**EXCERPT PROVIDED:**
[blind-democracy] An Oklahoma Man Awaits a 'Cruel and Unusual' Execution

  • From: Miriam Vieni <miriamvieni@xxxxxxxxxxxxx>
  • To: blind-democracy@xxxxxxxxxxxxx
  • Date: Tue, 21 Jul 2015 16:57:22 -0400


An Oklahoma Man Awaits a 'Cruel and Unusual' Execution
http://www.truthdig.com/report/item/an_oklahoma_man_awaits_a_cruel_and_unusu
al_execution_20150720/
Posted on Jul 20, 2015
By Bill Blum

Richard Glossip in a 2015 interview. (Micah Leon / YouTube)
Time is running out for Richard Glossip.
In June, the United States Supreme Court rejected his appeal challenging the
constitutionality of lethal injection in a heartbreaking 5-4 decision. Now,
he's scheduled to die in Oklahoma's death chamber Sept. 16.
In any other year, the court's ruling in Glossip's case might have garnered
a profusion of media attention. But coming on the heels of the court's
landmark decisions on same-sex marriage and Obamacare, it has been all but
forgotten in the 24-hour news cycle, save for an excellent article in The
Intercept this month.
That's a pity-not just for Glossip, but for all of us. His case is the kind
that should keep people of good conscience awake at night. Both morally and
legally, it illustrates many of the most troubling flaws in our system of
state-sanctioned killing: the risk of executing the innocent, the inadequate
legal representation often provided to poor criminal defendants charged with
the most serious offenses, the inconsistencies of the appeal process, and
the cruelty of all forms of capital punishment.

**GIVEN DATA:**
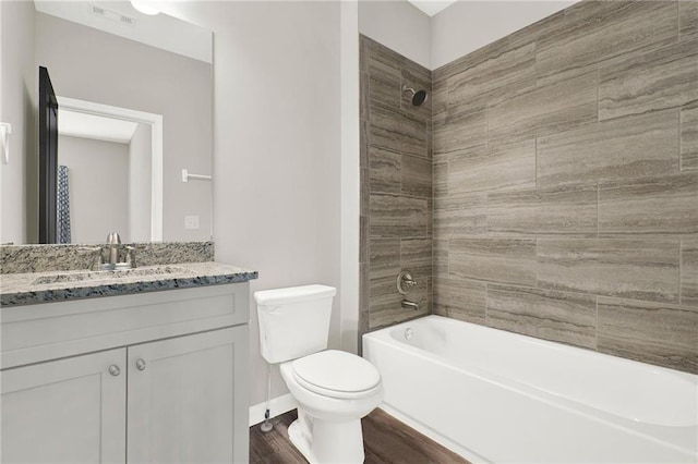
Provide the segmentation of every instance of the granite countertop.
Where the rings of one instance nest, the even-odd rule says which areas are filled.
[[[87,274],[87,276],[85,276]],[[80,279],[87,277],[87,279]],[[0,305],[22,306],[159,290],[246,282],[257,272],[214,261],[117,271],[47,271],[0,276]]]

**GIVEN REQUEST A:**
In the article on Richard Glossip, on what date is he scheduled to be executed in Oklahoma's death chamber?
**GIVEN REQUEST B:**
Carry on the article about Richard Glossip's execution, picking up after its last sentence.

**ANSWER A:**
Sept. 16

**ANSWER B:**
Glossip, 51, was arrested in January 1997 and charged with first-degree
murder for the death of Barry Van Treese, the owner of the Best Budget Inn,
a down-market motel frequented by drunks, prostitutes, drug dealers and
others on the west side of Oklahoma City. Van Treese's body was discovered
on the evening of Jan. 7 in Room 102. He had been bludgeoned.
Glossip had worked for Van Treese as an on-site manager. In that job, he had
earned $1,500 per month, and he had needed every penny of his earnings.
According to local prosecutors, Glossip feared being fired, or worse, for
skimming money from the inn's receipts. He needed an out, and quickly,
because Van Treese had begun to audit the inn's financial records.
But there was a problem for the prosecution in its quest to hold Glossip
responsible for Van Treese's demise: Glossip did not personally kill Van
Treese, and there was no physical evidence connecting him to the incident in
Room 102. Unable to show that Glossip had committed the homicide himself,
the prosecution constructed an alternative scenario in which Glossip
convinced Justin Sneed-a meth-addicted 19-year-old roofer who lived at the
motel in exchange for maintenance work-to commit the crime for him by
promising Sneed money and additional jobs.
Sneed was apprehended a week after Van Treese was slain. After he was taken
to police headquarters, he was interrogated and was offered a deal that
would spare him the death penalty if he confessed. He admitted to beating
Van Treese with a baseball bat, but he fingered Glossip as the architect of
a jointly made plan. Subsequent searches revealed that Sneed had possessed
$1,700 in cash at the time of his arrest and that Glossip had had $1,200.
Although Glossip claimed his money had come from paychecks and the sale of
personal items and that he had intended to use it to buy breast implants as
a birthday present for his girlfriend, the police demurred. Certain that
they had confirmed their theory-murder for hire-the authorities formally
charged Glossip.
Since the death penalty's reinstatement by the Supreme Court in 1976, it has
been limited to murder prosecutions. But a defendant need not be a hands-on
killer in order to be eligible for capital punishment in many jurisdictions,
including in Oklahoma. According to the Death Penalty Information Center, at
least 10 people have been put to death for contract slayings since the
modern era of capital punishment began.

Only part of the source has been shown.